M_{c} = M_{c 1} M_{1} = [\begin{matrix} \cos ϕ_{c} & - \sin ϕ_{c} & 0 & - r_{1} ϕ_{c} \\ \sin ϕ_{c} & \cos ϕ_{c} & 0 & r_{1} \\ 0 & 0 & 1 & 0 \\ 0 & 0 & 0 & 1 \end{matrix}] M_{1}

(5)

The family of surfaces $M_{c}$ ( $u_{1}^{1}$ , $u_{2}^{1}$ , $ϕ_{c}$ ) can be represented as

{\begin{matrix} x_{m}^{c} = x_{m}^{1} \cos ϕ_{c} - y_{m}^{1} \sin ϕ_{c} - r_{1} ϕ_{c} \\ y_{m}^{c} = x_{m}^{1} \sin ϕ_{c} + y_{m}^{1} \cos ϕ_{c} + r_{1} \\ z_{m}^{c} = z_{m}^{1} \end{matrix}

(6)

$θ_{1}$ is noted as $u_{1}^{1}$ and $z_{m}^{1}$ is expressed by parametric equation of $u_{2}^{1}$ . According to Gear geometry and Willis’ Law, $ϕ_{c}$ can be obtained by:

(\frac{\partial M_{c}}{\partial u_{1}^{1}} \times \frac{\partial M_{c}}{\partial u_{2}^{1}}) • \frac{\partial M_{c}}{\partial ϕ_{c}} = 0

(7)

equation (7) can expand as:

\begin{matrix} (\frac{\partial y_{m}^{c}}{\partial u_{1}^{1}} \times \frac{\partial z_{m}^{c}}{\partial u_{2}^{1}} - \frac{\partial z_{m}^{c}}{\partial u_{1}^{1}} \times \frac{\partial y_{m}^{c}}{\partial u_{2}^{1}}) \frac{\partial x_{m}^{c}}{\partial ϕ_{c}} \\ + (\frac{\partial z_{m}^{c}}{\partial u_{1}^{1}} \times \frac{\partial x_{m}^{c}}{\partial u_{2}^{1}} - \frac{\partial x_{m}^{c}}{\partial u_{1}^{1}} \times \frac{\partial z_{m}^{c}}{\partial u_{2}^{1}}) \frac{\partial y_{m}^{c}}{\partial ϕ_{c}} \\ + (\frac{\partial x_{m}^{c}}{\partial u_{1}^{1}} \times \frac{\partial y_{m}^{c}}{\partial u_{2}^{1}} - \frac{\partial y_{m}^{c}}{\partial u_{1}^{1}} \times \frac{\partial x_{m}^{c}}{\partial u_{2}^{1}}) \frac{\partial z_{m}^{c}}{\partial ϕ_{c}} = 0 \end{matrix}

(8)

$z_{m}^{c}$ and $ϕ_{c}$ are independent in helical rack surface equation. Thus,

\frac{\partial z_{m}^{c}}{\partial u_{2}^{1}} = 1, \frac{\partial z_{m}^{c}}{\partial ϕ_{c}} = 0

(9)

[Location annotation dataset excerpts]
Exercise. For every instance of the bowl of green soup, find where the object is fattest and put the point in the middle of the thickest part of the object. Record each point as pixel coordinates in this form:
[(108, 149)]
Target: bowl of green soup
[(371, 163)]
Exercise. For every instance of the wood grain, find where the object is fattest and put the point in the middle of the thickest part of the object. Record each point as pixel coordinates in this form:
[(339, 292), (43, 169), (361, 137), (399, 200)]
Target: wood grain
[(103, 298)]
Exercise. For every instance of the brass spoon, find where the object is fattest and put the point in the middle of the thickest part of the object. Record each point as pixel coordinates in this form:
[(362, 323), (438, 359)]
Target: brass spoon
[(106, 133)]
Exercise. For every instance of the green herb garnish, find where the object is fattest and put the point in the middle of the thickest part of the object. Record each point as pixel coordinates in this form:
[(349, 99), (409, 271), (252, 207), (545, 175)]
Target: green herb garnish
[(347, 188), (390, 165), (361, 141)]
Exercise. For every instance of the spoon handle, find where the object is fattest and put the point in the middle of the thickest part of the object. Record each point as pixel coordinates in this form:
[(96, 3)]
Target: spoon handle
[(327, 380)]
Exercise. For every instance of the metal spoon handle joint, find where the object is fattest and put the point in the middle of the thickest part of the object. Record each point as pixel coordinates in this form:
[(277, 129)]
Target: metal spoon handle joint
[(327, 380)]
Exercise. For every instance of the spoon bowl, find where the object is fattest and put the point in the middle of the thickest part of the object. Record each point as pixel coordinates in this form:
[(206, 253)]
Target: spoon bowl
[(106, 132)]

==

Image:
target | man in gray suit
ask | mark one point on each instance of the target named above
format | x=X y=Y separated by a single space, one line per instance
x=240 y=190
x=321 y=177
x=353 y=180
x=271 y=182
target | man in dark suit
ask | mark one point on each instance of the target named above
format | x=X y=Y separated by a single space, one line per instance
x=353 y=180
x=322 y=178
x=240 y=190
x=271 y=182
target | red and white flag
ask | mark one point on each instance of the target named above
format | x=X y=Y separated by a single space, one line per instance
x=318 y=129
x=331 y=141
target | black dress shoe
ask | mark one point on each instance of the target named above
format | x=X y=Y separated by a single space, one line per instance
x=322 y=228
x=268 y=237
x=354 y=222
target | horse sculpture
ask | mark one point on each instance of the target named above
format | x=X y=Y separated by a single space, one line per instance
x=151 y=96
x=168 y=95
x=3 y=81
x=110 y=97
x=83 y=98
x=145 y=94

--

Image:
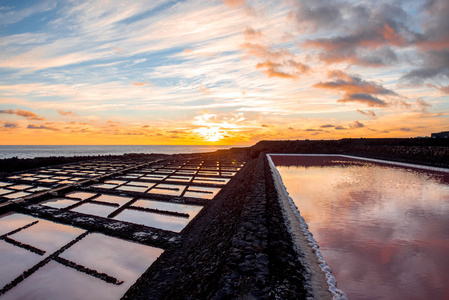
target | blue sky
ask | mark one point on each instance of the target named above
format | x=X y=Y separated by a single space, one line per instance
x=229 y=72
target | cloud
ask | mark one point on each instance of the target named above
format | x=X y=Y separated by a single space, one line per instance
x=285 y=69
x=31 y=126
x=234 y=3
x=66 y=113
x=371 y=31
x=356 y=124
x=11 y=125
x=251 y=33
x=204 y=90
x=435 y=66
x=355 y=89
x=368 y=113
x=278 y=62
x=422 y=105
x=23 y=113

> **What to produce**: According to the gear surface derivation, which two bases are used to obtain ϕ_c? You won't need the listing.

> **Reply to the task**: Gear geometry and Willis' Law.